## [Tugas yang Dikerjakan]
(a) Mohon kutip dari teks tentang pengelolaan sampah bagian mulai dari "Selanjutnya Saharuddin menjelaskan, untuk" sampai dengan "sumber daya utama." tanpa perubahan apa pun.
(b) Rangkum teks tentang pengelolaan sampah dalam dua kalimat.

## [Cuplikan Dokumen]
Selanjutnya Saharuddin menjelaskan, untuk mencapai ekonomi sirkular diperlukan nilai dasar yang dapat menstimulasi perubahan perilaku masyarakat dalam memilah dan melakukan daur ulang sampah, dengan konsep dasar menjadikan sampah sebagai sumber daya utama.

Di sisi lain, Koordinator Bidang Sanitasi, Direktorat Perumahan dan Permukiman, Kementerian PPN/Bappenas, Laisa Wahanudin menyampaikan bahwa untuk mencapai target akses pengelolaan sampah di perkotaan sesuai RPJMN 2020-2024, maka masih diperlukan peningkatan akses sebesar 19,12% untuk pengurangan dan 25,15% untuk penanganan.

Berdasarkan data BPS Susenas 2019 tentang pengelolaan sampah rumah tangga di perkotaan, sebesar 39,59% sampah diangkut oleh petugas, 15,26% dibuang ke Tempat Penampungan Sampah (TPS), 0,64% sampah disetor ke bank sampah, 0,17% sampah dibuat kompos, dan sebanyak 0,07% sampah didaur ulang.

“Dari data tersebut diketahui, pada sekala kota akses pengelolaan sampah saat ini sebanyak 0,88% rumah tangga memulai melakukan pengurangan sampah, kemudian 54,85% sampah pada rumah tangga mulai tertangani. Sedangkan sebanyak 44,27% sampah rumah tangga tidak terkelola dengan baik,” ujarnya.

Sejalan dengan itu Kepala Sub Direktorat Barang dan Kemasan, Direktorat Pengolahan Sampah, Kementerian Lingkungan Hidup dan Kehutanan, Ujang Solihin menyampaikan, urusan persampahan sudah menjadi urusan milik bersama baik itu pemerintah di tingkat pusat maupun daerah, pelaku industri khususnya produsen, dan masyarakat.

## [Data Sumber]

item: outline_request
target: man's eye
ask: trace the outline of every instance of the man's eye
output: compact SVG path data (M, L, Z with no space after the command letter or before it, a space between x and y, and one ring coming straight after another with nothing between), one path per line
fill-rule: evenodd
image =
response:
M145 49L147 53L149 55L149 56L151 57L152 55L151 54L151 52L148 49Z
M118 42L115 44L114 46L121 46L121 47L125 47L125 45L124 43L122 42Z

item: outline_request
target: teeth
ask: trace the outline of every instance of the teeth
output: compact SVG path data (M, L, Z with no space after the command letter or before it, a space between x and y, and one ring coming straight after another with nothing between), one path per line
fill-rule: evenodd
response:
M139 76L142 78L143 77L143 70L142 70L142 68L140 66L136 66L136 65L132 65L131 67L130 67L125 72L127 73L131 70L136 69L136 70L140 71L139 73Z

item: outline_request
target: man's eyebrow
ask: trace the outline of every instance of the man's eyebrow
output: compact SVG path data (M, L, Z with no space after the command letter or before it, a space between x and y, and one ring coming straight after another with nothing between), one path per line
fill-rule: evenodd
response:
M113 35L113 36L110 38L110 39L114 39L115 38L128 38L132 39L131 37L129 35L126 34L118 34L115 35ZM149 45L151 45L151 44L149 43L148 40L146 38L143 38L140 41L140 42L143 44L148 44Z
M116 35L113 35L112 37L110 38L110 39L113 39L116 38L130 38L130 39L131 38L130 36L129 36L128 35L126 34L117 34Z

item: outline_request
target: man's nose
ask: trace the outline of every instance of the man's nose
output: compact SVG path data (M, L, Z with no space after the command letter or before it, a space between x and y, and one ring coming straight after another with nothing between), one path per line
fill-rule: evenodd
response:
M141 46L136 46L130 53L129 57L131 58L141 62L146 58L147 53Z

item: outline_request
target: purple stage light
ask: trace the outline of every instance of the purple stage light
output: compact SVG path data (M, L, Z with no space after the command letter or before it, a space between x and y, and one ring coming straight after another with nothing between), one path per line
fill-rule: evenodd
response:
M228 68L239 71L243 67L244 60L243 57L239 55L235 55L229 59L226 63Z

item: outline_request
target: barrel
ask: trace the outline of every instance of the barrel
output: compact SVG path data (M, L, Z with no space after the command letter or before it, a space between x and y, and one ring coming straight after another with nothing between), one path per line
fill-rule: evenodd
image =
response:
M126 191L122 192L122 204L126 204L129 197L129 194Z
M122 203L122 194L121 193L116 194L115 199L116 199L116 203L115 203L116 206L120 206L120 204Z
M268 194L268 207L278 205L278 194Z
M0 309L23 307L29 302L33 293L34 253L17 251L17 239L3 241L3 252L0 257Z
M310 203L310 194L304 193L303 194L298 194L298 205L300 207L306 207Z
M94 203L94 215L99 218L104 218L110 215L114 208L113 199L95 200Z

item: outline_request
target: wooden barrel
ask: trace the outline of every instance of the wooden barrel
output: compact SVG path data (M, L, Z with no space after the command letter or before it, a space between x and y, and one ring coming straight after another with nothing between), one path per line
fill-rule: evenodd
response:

## [Jawaban Latihan]
(a)
Selanjutnya Saharuddin menjelaskan, untuk mencapai ekonomi sirkular diperlukan nilai dasar yang dapat menstimulasi perubahan perilaku masyarakat dalam memilah dan melakukan daur ulang sampah, dengan konsep dasar menjadikan sampah sebagai sumber daya utama.

(b) Saharuddin menjelaskan bahwa ekonomi sirkular memerlukan nilai dasar yang mendorong masyarakat memilah dan mendaur ulang sampah. Laisa Wahanudin juga menyampaikan bahwa target akses pengelolaan sampah perkotaan dalam RPJMN 2020-2024 masih memerlukan peningkatan 19,12% untuk pengurangan dan 25,15% untuk penanganan, sedangkan Ujang Solihin menyatakan bahwa persampahan adalah urusan bersama pemerintah pusat dan daerah, pelaku industri, serta masyarakat.